-- Dataset excerpts --
%%
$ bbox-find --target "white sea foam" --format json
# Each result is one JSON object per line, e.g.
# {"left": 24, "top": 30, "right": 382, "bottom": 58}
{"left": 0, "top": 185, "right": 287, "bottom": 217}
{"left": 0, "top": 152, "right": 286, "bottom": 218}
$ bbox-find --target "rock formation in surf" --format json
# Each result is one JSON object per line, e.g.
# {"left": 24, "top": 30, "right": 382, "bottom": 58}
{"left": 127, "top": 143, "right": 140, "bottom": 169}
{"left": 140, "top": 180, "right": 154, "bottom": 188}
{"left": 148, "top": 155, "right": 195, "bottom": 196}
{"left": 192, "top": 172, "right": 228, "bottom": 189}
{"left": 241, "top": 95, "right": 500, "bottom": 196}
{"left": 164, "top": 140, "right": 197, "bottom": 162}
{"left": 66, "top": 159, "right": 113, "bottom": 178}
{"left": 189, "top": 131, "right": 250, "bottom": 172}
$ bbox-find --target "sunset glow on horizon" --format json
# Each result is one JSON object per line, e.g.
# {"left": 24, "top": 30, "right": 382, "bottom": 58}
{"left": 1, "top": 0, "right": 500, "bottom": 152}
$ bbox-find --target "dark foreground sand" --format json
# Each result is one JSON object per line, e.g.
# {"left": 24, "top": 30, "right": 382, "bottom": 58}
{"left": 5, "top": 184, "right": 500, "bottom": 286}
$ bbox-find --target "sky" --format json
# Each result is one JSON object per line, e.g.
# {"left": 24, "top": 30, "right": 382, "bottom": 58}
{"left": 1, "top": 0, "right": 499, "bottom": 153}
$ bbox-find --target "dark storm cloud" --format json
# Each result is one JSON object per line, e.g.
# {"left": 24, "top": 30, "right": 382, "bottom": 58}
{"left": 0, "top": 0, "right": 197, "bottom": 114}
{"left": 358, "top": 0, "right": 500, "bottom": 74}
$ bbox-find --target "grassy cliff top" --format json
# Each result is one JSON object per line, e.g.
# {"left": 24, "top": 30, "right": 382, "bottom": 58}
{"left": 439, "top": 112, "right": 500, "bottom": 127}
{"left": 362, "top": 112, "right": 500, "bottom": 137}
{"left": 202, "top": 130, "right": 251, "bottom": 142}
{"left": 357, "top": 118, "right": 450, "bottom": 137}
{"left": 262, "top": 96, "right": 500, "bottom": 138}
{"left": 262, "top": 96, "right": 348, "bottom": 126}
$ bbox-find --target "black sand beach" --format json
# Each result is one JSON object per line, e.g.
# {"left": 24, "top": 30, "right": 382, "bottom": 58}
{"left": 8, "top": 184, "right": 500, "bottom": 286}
%%
-- Exercise objective --
Copy every line in the records above that contains the word "sand".

-- Result --
$ bbox-find --target "dark foreground sand" --format json
$ bbox-find --target "black sand beach" --format json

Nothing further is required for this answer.